[EXERCISE INPUTS]

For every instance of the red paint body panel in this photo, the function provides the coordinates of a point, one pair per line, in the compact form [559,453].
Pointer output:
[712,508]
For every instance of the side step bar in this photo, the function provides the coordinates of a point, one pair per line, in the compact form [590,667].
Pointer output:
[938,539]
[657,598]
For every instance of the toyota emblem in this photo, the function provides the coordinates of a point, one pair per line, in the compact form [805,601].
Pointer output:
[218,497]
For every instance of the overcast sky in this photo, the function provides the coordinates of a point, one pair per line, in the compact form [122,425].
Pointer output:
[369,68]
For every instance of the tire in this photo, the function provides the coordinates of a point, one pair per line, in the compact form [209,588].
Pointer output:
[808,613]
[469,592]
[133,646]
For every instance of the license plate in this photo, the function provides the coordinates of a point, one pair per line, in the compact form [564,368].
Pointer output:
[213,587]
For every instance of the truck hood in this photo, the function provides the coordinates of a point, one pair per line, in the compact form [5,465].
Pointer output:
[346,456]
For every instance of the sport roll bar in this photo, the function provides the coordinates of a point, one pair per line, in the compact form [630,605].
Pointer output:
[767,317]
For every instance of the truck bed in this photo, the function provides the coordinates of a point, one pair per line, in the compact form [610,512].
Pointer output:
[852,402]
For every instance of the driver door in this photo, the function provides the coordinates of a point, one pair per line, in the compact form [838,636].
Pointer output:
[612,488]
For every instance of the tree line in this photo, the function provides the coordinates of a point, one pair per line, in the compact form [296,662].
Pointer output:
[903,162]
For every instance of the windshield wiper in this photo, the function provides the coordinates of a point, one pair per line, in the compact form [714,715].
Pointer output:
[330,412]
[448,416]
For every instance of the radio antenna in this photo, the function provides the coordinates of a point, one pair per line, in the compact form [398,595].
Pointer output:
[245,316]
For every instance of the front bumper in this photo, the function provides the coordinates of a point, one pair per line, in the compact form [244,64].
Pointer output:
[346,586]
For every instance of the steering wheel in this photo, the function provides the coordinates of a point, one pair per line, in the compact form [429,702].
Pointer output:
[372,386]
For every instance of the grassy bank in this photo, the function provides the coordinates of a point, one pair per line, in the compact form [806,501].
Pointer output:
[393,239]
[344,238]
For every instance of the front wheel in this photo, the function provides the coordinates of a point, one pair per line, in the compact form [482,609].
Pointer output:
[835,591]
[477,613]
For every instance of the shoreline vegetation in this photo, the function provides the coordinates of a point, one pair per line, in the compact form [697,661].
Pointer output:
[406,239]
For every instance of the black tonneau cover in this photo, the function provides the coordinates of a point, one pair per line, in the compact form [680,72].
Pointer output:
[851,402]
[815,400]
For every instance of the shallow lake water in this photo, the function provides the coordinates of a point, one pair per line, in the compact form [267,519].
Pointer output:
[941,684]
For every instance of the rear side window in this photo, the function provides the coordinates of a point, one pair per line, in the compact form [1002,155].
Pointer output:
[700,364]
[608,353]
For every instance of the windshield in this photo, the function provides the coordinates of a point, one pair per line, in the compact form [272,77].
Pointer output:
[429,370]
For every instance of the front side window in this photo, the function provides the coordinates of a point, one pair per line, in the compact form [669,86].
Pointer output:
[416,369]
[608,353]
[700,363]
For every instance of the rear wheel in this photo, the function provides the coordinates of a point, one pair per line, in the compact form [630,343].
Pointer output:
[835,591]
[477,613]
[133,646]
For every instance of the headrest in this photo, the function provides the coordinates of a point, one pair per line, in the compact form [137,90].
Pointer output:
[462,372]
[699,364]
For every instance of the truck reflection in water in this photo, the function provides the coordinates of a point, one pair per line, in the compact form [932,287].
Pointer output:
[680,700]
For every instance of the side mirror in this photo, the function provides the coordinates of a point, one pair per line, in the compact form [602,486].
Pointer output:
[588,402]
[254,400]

[/EXERCISE INPUTS]

» WHAT IS REQUIRED:
Each record should be given again exactly as it reads.

» SOLVED PROBLEM:
For every instance of the red paint body panel in this photo, the function provides the coordinates of a point, one pair per line, in the compact form [559,453].
Pointer output:
[712,508]
For every instance of the side step bar in this photo, the function provides the coordinates of a point, one pair per line, in the compact form [590,667].
Pointer output:
[938,539]
[657,598]
For every instance of the toyota emblem in this photo, the function provides the coordinates of a point, one pair per line, in the compact form [805,601].
Pointer output:
[218,497]
For every instance of the overcast sky in this photo, the function provides the coordinates of a point, one pair per line, in the compact form [122,425].
Pointer output:
[369,68]
For every instance of the tire in this photo, the function provides the coordinates of a point, one pair per line, in the compact form [209,588].
Pointer output:
[808,613]
[469,592]
[133,646]
For every instance of the license plate in this photo, the function provides the coordinates of a point, one pair per line, in the compact form [564,368].
Pointer output:
[213,587]
For every instance of the truck hood in this photo, the function provides the coordinates of a point, one pair per line, in the compact form [5,465].
Pointer output:
[346,456]
For every instance of the sport roll bar in this photo, the function provides the coordinates of a point, one pair per line, in the compact form [630,605].
Pointer output:
[767,317]
For every instance of the truck bed in this photo, the function provides the coordinates of a point, one pair per line, in the compact form [610,512].
Pointer output:
[852,402]
For every instance of the driver door in this photo, the function provides the coordinates of a point, one pair per line, in the compact form [838,636].
Pointer output:
[612,488]
For every instance of the tree line in this photo, the function provides the coordinates of a point, one pair per line, in the compact form [296,662].
Pointer output:
[903,162]
For every instance of the windshield wiper in this photo, the function provides the coordinates of a point, one pair per line, in the compact form [714,715].
Pointer output:
[330,412]
[448,416]
For every instance of the radio antenna in this photo, the function provides the coordinates of a point, one pair per line, in the compact form [398,595].
Pointer output:
[245,316]
For every instance of the front bumper in this photo, the function provides the coordinates of a point, one pair per line, in the compact form [244,64].
Pointer output:
[346,586]
For every instance of the steering wheel in this photo, the function provides the coordinates of a point, one pair per line, in the compact form [429,702].
Pointer output:
[372,386]
For every instance of the grassy bank in this photo, the function provides the coordinates of a point, one pair per line, in the compact form [806,501].
Pointer output:
[393,239]
[344,238]
For every instance of the front wheel in this photo, the function provides the coordinates of a point, one pair per line, in the compact form [482,609].
Pointer output:
[835,591]
[477,613]
For every instance of the shoreline vegetation in this photo, the function provides the coordinates of a point, one pair per line, in the compact form [697,661].
Pointer output:
[406,239]
For every instance of the black tonneau cover in this photo, the function provides the coordinates of a point, one pair per line, in the compact form [680,72].
Pointer output:
[851,402]
[815,400]
For every instance of the shallow lake water in this photo, the function provides the coordinates of a point, one pair per line, in the compact form [267,519].
Pointer output:
[941,684]
For every instance of the rear side window in this photo, the function provides the coordinates of a point, one pair per line, in the compact form [1002,155].
Pointer output:
[700,364]
[608,353]
For every instance of the windshield in this photo, the function provides the coordinates of a point, one pair per line, in the compact form [272,77].
Pointer output:
[429,370]
For every instance of the front side window in this photo, the function provides the coordinates of a point, one pair per line, in the compact form [669,86].
Pointer output:
[416,369]
[608,353]
[700,363]
For every instance of the rear wheel in this photo, the function provides the coordinates of a point, one pair per line, in the compact form [630,343].
Pointer output:
[835,591]
[477,613]
[133,646]
For every instance of the headrest in this photo, the function provides the coordinates of a point, one pair per line, in the compact form [137,90].
Pointer output:
[462,372]
[699,364]
For every instance of the truck reflection in water in this photo, the function provides the coordinates of a point, one pair per line, in the compact form [932,287].
Pointer output:
[680,700]
For every instance of the side mirror in this photo, the function provides the coordinates of a point, one pair per line, in the compact form [602,486].
Pointer output:
[588,402]
[254,400]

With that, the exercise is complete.